### [EXERCISE TASK]
The records that follow are to be repeated without alteration.

### [DATA SUPPLIED]
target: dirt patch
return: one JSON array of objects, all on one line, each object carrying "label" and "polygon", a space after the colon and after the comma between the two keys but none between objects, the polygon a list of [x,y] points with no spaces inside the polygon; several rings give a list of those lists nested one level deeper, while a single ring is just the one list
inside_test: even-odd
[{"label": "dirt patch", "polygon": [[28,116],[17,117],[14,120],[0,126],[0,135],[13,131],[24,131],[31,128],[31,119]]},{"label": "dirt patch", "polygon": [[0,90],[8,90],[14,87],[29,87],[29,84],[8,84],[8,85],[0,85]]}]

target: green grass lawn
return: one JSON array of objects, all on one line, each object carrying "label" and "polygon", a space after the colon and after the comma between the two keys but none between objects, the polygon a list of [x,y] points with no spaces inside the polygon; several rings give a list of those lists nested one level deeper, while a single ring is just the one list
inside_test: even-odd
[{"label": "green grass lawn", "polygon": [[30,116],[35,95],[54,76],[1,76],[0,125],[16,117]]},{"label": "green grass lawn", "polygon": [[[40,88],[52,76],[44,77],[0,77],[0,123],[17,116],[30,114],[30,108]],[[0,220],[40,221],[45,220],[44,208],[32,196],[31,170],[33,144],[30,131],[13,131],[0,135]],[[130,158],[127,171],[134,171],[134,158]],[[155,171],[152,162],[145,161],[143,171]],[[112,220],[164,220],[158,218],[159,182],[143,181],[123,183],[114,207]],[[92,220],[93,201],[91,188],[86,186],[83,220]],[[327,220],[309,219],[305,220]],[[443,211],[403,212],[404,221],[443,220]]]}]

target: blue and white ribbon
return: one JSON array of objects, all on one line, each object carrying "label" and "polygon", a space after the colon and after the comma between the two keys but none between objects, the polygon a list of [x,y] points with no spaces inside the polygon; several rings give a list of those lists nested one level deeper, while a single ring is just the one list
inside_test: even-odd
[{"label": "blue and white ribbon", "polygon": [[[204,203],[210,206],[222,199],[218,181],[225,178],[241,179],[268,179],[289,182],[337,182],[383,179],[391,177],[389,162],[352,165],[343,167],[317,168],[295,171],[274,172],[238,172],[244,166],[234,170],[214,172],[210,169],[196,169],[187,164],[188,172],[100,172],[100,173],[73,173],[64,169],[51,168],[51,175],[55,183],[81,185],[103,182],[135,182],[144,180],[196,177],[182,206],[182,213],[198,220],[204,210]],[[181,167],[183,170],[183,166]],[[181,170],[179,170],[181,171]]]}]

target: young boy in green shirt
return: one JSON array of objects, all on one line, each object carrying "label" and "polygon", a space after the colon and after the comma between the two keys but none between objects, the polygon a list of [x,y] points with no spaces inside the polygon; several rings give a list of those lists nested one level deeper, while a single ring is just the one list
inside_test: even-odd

### [SOLUTION]
target: dirt patch
return: one JSON array of objects, all on one line, each object carrying "label" and "polygon", a space after the colon and after the comma between the two keys but none between objects, the polygon a list of [x,y] points with no spaces inside the polygon; several rings give a list of those lists nested one level deeper, while a single ring is just the one list
inside_test: even-odd
[{"label": "dirt patch", "polygon": [[28,116],[17,117],[14,120],[0,126],[0,135],[13,131],[24,131],[31,128],[31,119]]},{"label": "dirt patch", "polygon": [[0,90],[8,90],[14,87],[29,87],[29,84],[8,84],[8,85],[0,85]]}]

target: green grass lawn
return: one JSON array of objects, all on one line, each object carrying "label" and "polygon", a space after the colon and after the comma between the two keys but none between objects, the polygon a list of [x,y] points with no spaces inside the polygon; several rings give a list of those lists nested one level deeper, while a single ring is just the one list
inside_test: even-odd
[{"label": "green grass lawn", "polygon": [[30,116],[35,95],[54,76],[1,76],[0,125],[16,117]]},{"label": "green grass lawn", "polygon": [[[40,88],[52,76],[44,77],[0,77],[0,123],[17,116],[30,114],[30,108]],[[0,220],[40,221],[45,220],[44,208],[32,196],[31,170],[33,144],[30,131],[13,131],[0,135]],[[130,158],[127,171],[134,171],[134,158]],[[155,171],[152,162],[145,161],[143,171]],[[112,220],[164,220],[158,218],[159,182],[143,181],[123,183],[114,207]],[[92,220],[93,201],[91,188],[86,186],[83,220]],[[327,220],[309,219],[305,220]],[[443,211],[403,212],[404,221],[443,220]]]}]

target: blue and white ribbon
return: one JSON array of objects, all on one line, each object carrying "label" and "polygon", a space after the colon and after the comma between the two keys but none between objects, the polygon a list of [x,y] points with no spaces inside the polygon; several rings give a list of those lists nested one level deeper, while a single ring is just the one list
inside_test: even-odd
[{"label": "blue and white ribbon", "polygon": [[[204,203],[210,206],[222,199],[218,181],[225,178],[241,179],[268,179],[289,182],[337,182],[383,179],[391,177],[389,162],[352,165],[343,167],[317,168],[295,171],[274,172],[238,172],[244,166],[234,170],[214,172],[210,169],[196,169],[187,164],[188,172],[100,172],[100,173],[73,173],[64,169],[51,168],[51,175],[55,183],[81,185],[103,182],[135,182],[144,180],[196,177],[182,206],[182,213],[198,220],[204,210]],[[181,167],[183,170],[183,166]],[[181,170],[179,170],[181,171]]]}]

target: young boy in green shirt
return: one JSON array of objects, all on one line, each object carrying "label" and "polygon", a space after the colon and after the comma between the two keys but none between objects, the polygon a list of [x,y] points with no spaces inside the polygon; several rings give a list of those lists nested one level deeper, while a single ring is just the one list
inside_test: even-odd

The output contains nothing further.